::: Record set
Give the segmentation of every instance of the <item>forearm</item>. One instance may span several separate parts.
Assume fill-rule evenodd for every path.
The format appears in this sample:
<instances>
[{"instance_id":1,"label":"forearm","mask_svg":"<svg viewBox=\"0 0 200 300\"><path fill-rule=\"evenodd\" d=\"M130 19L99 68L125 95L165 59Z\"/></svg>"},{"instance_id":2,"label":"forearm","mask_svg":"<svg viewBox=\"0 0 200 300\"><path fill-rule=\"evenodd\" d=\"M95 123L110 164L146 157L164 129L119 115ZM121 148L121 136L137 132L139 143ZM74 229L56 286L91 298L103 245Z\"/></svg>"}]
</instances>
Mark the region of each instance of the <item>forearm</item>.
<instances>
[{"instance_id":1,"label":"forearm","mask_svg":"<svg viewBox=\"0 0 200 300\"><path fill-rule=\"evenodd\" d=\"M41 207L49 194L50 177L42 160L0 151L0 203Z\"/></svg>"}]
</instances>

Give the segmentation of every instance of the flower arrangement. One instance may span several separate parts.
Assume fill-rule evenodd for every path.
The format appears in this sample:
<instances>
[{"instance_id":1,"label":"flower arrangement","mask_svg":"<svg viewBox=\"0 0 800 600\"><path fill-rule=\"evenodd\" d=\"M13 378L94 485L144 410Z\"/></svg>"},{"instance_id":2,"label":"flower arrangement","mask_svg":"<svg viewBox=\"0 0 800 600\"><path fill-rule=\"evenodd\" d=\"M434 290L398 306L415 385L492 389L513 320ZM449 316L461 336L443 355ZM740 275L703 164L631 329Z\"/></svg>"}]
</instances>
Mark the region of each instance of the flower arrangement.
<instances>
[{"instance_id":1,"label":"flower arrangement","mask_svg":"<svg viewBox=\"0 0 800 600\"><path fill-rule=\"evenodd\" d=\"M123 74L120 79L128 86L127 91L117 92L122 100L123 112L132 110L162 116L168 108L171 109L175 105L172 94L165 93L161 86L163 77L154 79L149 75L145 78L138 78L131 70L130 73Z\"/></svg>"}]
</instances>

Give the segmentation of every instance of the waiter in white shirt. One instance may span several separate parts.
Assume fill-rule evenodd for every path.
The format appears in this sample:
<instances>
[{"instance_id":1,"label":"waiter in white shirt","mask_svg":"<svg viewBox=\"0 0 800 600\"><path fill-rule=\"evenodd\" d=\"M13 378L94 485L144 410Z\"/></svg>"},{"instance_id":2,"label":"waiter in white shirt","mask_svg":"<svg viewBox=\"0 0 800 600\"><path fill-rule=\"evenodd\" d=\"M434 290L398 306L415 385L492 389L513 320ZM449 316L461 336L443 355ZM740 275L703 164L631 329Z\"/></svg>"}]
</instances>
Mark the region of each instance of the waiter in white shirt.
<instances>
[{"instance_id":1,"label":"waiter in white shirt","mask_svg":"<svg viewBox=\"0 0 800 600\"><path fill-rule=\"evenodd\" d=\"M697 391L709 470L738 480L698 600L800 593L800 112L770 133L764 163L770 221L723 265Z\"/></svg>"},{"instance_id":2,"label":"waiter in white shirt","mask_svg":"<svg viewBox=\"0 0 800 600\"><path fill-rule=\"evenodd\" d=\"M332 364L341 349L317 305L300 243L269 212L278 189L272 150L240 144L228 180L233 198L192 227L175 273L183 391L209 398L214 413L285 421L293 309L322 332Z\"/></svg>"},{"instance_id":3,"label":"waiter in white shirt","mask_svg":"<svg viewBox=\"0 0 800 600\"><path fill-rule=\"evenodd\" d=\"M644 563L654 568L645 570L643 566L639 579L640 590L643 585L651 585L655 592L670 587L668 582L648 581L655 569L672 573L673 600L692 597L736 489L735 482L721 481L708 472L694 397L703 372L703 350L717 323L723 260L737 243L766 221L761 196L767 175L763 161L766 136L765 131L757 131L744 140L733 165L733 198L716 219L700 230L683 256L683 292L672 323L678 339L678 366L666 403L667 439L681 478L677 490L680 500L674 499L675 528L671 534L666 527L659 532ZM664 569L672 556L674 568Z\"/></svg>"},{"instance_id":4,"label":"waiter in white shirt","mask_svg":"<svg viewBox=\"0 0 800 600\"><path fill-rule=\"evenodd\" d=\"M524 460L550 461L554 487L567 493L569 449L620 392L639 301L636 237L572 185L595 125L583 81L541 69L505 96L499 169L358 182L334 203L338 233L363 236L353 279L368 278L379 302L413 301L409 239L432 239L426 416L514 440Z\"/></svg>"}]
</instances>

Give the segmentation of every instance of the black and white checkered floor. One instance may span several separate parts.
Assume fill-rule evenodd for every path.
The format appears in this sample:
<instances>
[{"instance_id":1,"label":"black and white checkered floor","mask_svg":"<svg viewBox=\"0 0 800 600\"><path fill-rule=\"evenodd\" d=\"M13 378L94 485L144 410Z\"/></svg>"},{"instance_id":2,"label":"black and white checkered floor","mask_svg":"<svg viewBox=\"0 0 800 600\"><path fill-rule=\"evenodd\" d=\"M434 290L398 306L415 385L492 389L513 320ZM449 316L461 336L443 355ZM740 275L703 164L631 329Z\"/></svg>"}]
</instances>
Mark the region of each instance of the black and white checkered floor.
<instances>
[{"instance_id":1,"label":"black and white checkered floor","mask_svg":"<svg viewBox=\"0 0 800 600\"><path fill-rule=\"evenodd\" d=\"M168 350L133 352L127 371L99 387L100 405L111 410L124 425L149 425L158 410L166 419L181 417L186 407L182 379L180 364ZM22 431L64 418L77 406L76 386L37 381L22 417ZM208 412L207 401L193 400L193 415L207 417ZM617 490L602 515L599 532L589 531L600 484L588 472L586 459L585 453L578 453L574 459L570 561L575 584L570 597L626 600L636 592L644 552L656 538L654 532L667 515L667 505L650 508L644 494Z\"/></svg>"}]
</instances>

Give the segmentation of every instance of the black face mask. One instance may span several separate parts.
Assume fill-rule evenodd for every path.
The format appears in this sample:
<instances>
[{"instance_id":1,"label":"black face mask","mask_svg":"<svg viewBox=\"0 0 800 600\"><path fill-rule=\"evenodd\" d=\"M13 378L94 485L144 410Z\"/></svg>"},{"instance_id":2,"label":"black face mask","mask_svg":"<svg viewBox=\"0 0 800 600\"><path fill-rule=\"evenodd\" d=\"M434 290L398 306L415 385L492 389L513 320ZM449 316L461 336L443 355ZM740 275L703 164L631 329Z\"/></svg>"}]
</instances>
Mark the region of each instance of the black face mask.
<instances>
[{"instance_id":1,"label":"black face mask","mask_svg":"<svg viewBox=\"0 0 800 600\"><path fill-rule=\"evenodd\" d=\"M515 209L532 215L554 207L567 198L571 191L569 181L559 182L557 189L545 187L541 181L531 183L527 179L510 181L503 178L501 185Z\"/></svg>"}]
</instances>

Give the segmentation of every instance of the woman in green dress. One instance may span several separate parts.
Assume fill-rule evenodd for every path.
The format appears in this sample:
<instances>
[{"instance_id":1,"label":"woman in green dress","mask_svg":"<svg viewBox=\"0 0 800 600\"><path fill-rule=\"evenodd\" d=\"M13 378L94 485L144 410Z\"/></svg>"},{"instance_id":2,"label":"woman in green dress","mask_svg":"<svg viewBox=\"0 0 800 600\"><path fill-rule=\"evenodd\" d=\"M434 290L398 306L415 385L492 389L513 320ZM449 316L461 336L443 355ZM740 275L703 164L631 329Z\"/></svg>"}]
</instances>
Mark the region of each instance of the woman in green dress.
::::::
--- Exercise details ---
Restate the full material word for word.

--- Response to the exercise ---
Give the segmentation of every instance of the <item>forearm</item>. One instance may span several separate parts.
Assume fill-rule evenodd for every path.
The format appears in this sample:
<instances>
[{"instance_id":1,"label":"forearm","mask_svg":"<svg viewBox=\"0 0 200 300\"><path fill-rule=\"evenodd\" d=\"M130 19L99 68L125 95L165 59Z\"/></svg>"},{"instance_id":2,"label":"forearm","mask_svg":"<svg viewBox=\"0 0 200 300\"><path fill-rule=\"evenodd\" d=\"M95 123L110 164L146 157L164 129L119 115ZM121 148L121 136L137 132L139 143ZM74 229L56 286L91 298L103 245Z\"/></svg>"}]
</instances>
Mark the region of each instance of the <item>forearm</item>.
<instances>
[{"instance_id":1,"label":"forearm","mask_svg":"<svg viewBox=\"0 0 200 300\"><path fill-rule=\"evenodd\" d=\"M41 207L49 194L50 177L42 160L0 151L0 203Z\"/></svg>"}]
</instances>

Give the segmentation of every instance of the flower arrangement. One instance may span several separate parts.
Assume fill-rule evenodd for every path.
The format appears in this sample:
<instances>
[{"instance_id":1,"label":"flower arrangement","mask_svg":"<svg viewBox=\"0 0 800 600\"><path fill-rule=\"evenodd\" d=\"M13 378L94 485L144 410Z\"/></svg>"},{"instance_id":2,"label":"flower arrangement","mask_svg":"<svg viewBox=\"0 0 800 600\"><path fill-rule=\"evenodd\" d=\"M434 290L398 306L415 385L492 389L513 320ZM449 316L461 336L443 355ZM740 275L703 164L631 329Z\"/></svg>"}]
</instances>
Mark the region of each instance of the flower arrangement.
<instances>
[{"instance_id":1,"label":"flower arrangement","mask_svg":"<svg viewBox=\"0 0 800 600\"><path fill-rule=\"evenodd\" d=\"M123 74L120 79L128 86L127 91L117 92L122 100L123 112L132 110L162 116L168 108L171 109L175 105L172 94L165 93L161 86L163 77L154 79L149 75L145 78L138 78L131 70L130 73Z\"/></svg>"}]
</instances>

Give the segmentation of every instance of the waiter in white shirt. One instance may span several separate parts.
Assume fill-rule evenodd for every path.
The format appears in this sample:
<instances>
[{"instance_id":1,"label":"waiter in white shirt","mask_svg":"<svg viewBox=\"0 0 800 600\"><path fill-rule=\"evenodd\" d=\"M13 378L94 485L144 410Z\"/></svg>"},{"instance_id":2,"label":"waiter in white shirt","mask_svg":"<svg viewBox=\"0 0 800 600\"><path fill-rule=\"evenodd\" d=\"M434 290L398 306L415 385L492 389L513 320ZM449 316L461 336L443 355ZM740 275L703 164L631 329Z\"/></svg>"}]
</instances>
Mark the region of each instance of the waiter in white shirt.
<instances>
[{"instance_id":1,"label":"waiter in white shirt","mask_svg":"<svg viewBox=\"0 0 800 600\"><path fill-rule=\"evenodd\" d=\"M697 391L709 470L738 480L698 600L800 593L800 112L770 133L764 163L770 221L723 265Z\"/></svg>"},{"instance_id":2,"label":"waiter in white shirt","mask_svg":"<svg viewBox=\"0 0 800 600\"><path fill-rule=\"evenodd\" d=\"M332 364L341 349L317 305L300 243L269 212L278 189L272 150L240 144L228 180L233 198L192 227L175 273L183 391L209 398L214 413L285 421L293 309L322 332Z\"/></svg>"},{"instance_id":3,"label":"waiter in white shirt","mask_svg":"<svg viewBox=\"0 0 800 600\"><path fill-rule=\"evenodd\" d=\"M644 563L654 568L645 570L643 566L639 579L640 590L643 585L651 585L655 592L670 587L668 582L648 581L655 569L672 573L673 600L692 597L736 489L735 482L721 481L708 472L694 397L703 372L703 350L717 323L723 260L737 243L766 221L761 196L767 175L763 161L766 136L765 131L757 131L744 140L733 165L733 198L716 219L700 230L683 256L683 292L672 323L678 339L678 366L666 403L667 439L681 478L677 490L680 500L674 499L675 528L671 534L666 527L659 532ZM664 569L672 556L674 568Z\"/></svg>"},{"instance_id":4,"label":"waiter in white shirt","mask_svg":"<svg viewBox=\"0 0 800 600\"><path fill-rule=\"evenodd\" d=\"M524 460L550 461L554 487L567 493L569 449L620 392L639 301L636 237L572 185L595 125L583 81L541 69L505 96L499 169L358 182L334 203L338 233L363 236L353 279L368 278L379 302L413 301L409 239L432 239L426 416L514 440Z\"/></svg>"}]
</instances>

Give the segmentation of every instance of the black and white checkered floor. One instance may span several separate parts.
Assume fill-rule evenodd for every path.
The format appears in this sample:
<instances>
[{"instance_id":1,"label":"black and white checkered floor","mask_svg":"<svg viewBox=\"0 0 800 600\"><path fill-rule=\"evenodd\" d=\"M13 378L94 485L144 410Z\"/></svg>"},{"instance_id":2,"label":"black and white checkered floor","mask_svg":"<svg viewBox=\"0 0 800 600\"><path fill-rule=\"evenodd\" d=\"M434 290L398 306L415 385L492 389L513 320ZM449 316L461 336L443 355ZM740 275L703 164L631 329Z\"/></svg>"}]
</instances>
Mark the region of each instance of the black and white checkered floor.
<instances>
[{"instance_id":1,"label":"black and white checkered floor","mask_svg":"<svg viewBox=\"0 0 800 600\"><path fill-rule=\"evenodd\" d=\"M168 350L133 352L127 371L99 387L100 405L111 410L124 425L149 425L158 410L166 419L181 417L186 407L182 379L180 364ZM22 431L64 418L77 406L76 386L37 381L22 417ZM208 412L207 401L193 400L193 415L207 417ZM617 490L602 515L599 532L589 531L600 484L588 472L586 459L585 453L578 453L574 459L570 561L575 584L570 597L626 600L636 592L644 552L656 538L654 532L667 515L667 505L650 508L644 494Z\"/></svg>"}]
</instances>

Give the segmentation of every instance of the black face mask. One instance may span several separate parts.
Assume fill-rule evenodd for every path.
The format appears in this sample:
<instances>
[{"instance_id":1,"label":"black face mask","mask_svg":"<svg viewBox=\"0 0 800 600\"><path fill-rule=\"evenodd\" d=\"M13 378L94 485L144 410Z\"/></svg>"},{"instance_id":2,"label":"black face mask","mask_svg":"<svg viewBox=\"0 0 800 600\"><path fill-rule=\"evenodd\" d=\"M434 290L398 306L415 385L492 389L513 320ZM449 316L461 336L443 355ZM740 275L703 164L631 329Z\"/></svg>"}]
</instances>
Mark the region of each instance of the black face mask.
<instances>
[{"instance_id":1,"label":"black face mask","mask_svg":"<svg viewBox=\"0 0 800 600\"><path fill-rule=\"evenodd\" d=\"M515 209L532 215L554 207L567 198L571 191L569 181L559 182L557 189L545 187L541 181L531 183L527 179L510 181L503 178L501 185Z\"/></svg>"}]
</instances>

Give the segmentation of every instance of the woman in green dress. One instance may span several separate parts.
Assume fill-rule evenodd for every path.
The format appears in this sample:
<instances>
[{"instance_id":1,"label":"woman in green dress","mask_svg":"<svg viewBox=\"0 0 800 600\"><path fill-rule=\"evenodd\" d=\"M13 378L94 485L144 410Z\"/></svg>"},{"instance_id":2,"label":"woman in green dress","mask_svg":"<svg viewBox=\"0 0 800 600\"><path fill-rule=\"evenodd\" d=\"M434 290L398 306L415 385L492 389L513 320ZM449 316L461 336L443 355ZM740 275L703 164L631 329Z\"/></svg>"}]
</instances>
Mark the region of each instance of the woman in green dress.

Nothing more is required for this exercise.